Repeat the data word for word, from the line holding "Indicate every instance of the motion-blurred" through the line holding "Indicate every instance of the green", including both of those lines.

* _RECORDS FOR PROCESSING_
________

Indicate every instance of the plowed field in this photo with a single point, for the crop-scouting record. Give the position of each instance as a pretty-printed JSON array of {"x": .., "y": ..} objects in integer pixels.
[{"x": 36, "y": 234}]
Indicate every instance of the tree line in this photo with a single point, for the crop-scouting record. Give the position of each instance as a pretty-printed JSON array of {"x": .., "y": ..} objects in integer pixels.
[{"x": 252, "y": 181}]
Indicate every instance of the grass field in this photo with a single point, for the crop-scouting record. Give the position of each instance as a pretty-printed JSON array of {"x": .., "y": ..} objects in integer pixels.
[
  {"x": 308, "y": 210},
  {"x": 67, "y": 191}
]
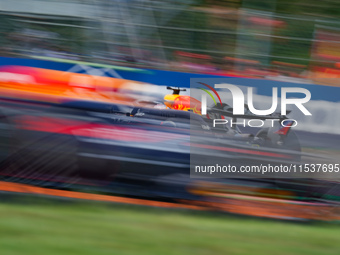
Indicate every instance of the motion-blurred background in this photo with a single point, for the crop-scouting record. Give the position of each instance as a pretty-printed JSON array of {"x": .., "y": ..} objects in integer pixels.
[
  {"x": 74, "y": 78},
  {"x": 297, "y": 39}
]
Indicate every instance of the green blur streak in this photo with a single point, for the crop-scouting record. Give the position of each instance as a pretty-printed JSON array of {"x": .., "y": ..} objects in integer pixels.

________

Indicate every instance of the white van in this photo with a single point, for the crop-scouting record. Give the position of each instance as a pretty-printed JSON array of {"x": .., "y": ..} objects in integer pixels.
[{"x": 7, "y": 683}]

________

* _RESULT BELOW_
Indicate every instance of the motion-blurred background in this photo with a single point, for the crop-scouting record. Give the position of each instance as a pretty-printed JSON array of {"x": .., "y": ..} objects in integer pixels.
[
  {"x": 74, "y": 78},
  {"x": 297, "y": 39}
]
Indicate every instance of the green blur streak in this photo with a single point, for the crop-scouting record. Give the position of each instance as a pretty-printed JSON array of {"x": .., "y": ..} objects in integer pixels.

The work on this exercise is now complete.